SUPPLIED PASSAGE
=== Section Start ===

The rhythmic side of the band is made up of the bass work and Fred Estby's frantic drum performance, but only one of these really matters as the bass is buried under the impenetrable wall of noise that the guitars lay down and, as such, it is rarely audible. As such, it really falls on Fred to hold up this end of the band's sound and he does so with real class. This is not an example of a death metal album with omnipresent blast beats but nor is it one where the drummer only appears to understand how to play a simple thrash beat and never scatter a fill no matter how many measures he plays this beat for. The speed of the drumming fluctuates and keeps a sense of mystery as to where Fred is going, whilst fills are frequently thrown in for good measure. Double bass is found on this album but not incessantly as is the case with some albums in the same vein as this one, which will please some people who are considering listening to this release. There is a constant sense of evolution in the drumming here, with the highly melodic Dismembered best displaying this, containing a lot of cymbal use before the really heavy side of this track kicks in following a breathtaking string of riffs and a marvelous guitar solo. This track shows off the tightly performed blast beats and some great thrash beats as well as a whole lot of other drumming techniques and some incredible fills.

=== Section End ===

REQUIRED ACTIONS
a - Translate this sentence from the album review into Spanish: "As such, it really falls on Fred to hold up this end of the band's sound and he does so with real class."
b - According to the album review, which track best displays the constant sense of evolution in the drumming?
c - Go on with the album review from its final sentence, in the same voice.

LISTED ENTRIES
=== Section Start ===

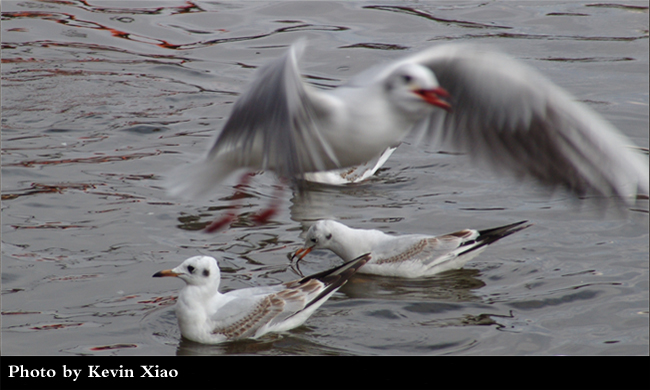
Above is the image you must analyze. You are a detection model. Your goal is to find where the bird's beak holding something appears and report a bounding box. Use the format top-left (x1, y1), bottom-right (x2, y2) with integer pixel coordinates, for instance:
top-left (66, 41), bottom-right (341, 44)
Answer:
top-left (291, 247), bottom-right (313, 260)
top-left (414, 87), bottom-right (451, 111)
top-left (153, 269), bottom-right (178, 278)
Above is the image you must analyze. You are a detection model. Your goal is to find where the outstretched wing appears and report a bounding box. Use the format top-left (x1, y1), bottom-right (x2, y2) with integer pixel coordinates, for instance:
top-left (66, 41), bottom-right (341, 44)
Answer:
top-left (208, 41), bottom-right (338, 178)
top-left (368, 44), bottom-right (648, 203)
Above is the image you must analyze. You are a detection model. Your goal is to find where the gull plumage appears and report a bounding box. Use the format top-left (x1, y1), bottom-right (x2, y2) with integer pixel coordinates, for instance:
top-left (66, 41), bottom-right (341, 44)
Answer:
top-left (168, 41), bottom-right (649, 203)
top-left (153, 255), bottom-right (368, 344)
top-left (293, 219), bottom-right (530, 278)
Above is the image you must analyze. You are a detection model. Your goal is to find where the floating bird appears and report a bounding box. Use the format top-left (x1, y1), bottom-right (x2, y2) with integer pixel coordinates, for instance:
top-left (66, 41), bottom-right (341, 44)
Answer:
top-left (292, 219), bottom-right (530, 278)
top-left (167, 41), bottom-right (649, 229)
top-left (153, 255), bottom-right (369, 344)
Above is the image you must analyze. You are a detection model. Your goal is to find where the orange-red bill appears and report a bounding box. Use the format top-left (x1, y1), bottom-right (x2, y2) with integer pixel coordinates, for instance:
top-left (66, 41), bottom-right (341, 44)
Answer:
top-left (291, 247), bottom-right (312, 260)
top-left (153, 269), bottom-right (178, 278)
top-left (415, 87), bottom-right (451, 111)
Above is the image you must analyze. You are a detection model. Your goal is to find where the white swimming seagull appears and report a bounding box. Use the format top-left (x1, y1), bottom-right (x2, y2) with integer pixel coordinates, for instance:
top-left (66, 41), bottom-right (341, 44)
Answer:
top-left (292, 219), bottom-right (530, 278)
top-left (167, 40), bottom-right (649, 225)
top-left (153, 255), bottom-right (369, 344)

=== Section End ===

OUTPUTS FOR THE TASKS
a - Por eso, realmente le corresponde a Fred sostener esta parte del sonido de la banda, y lo hace con auténtica clase.

b - Dismembered.

c -
Dismember really did make a masterpiece with Like An Ever Flowing Stream, and the one minor criticism that can be made with this album and also the only thing keeping it away from perfection is the fact that the production is not the best out there. As a debut, the band had not really had a chance to make enough impact to warrant a high-budget production that would enable them to put out as crisp a sounding release as their later material and, as such, their guitar work sounds quite flat and also has some horrible tones to it when played on the higher pitched strings. As mentioned, the bass is pretty much not there throughout, and the drums sound hollow at times, whilst the vocals are exceedingly high in the mix. Aside from this minor blip in an otherwise magnificent album however, Dismember's debut is a spectacular affair that almost everyone should check out.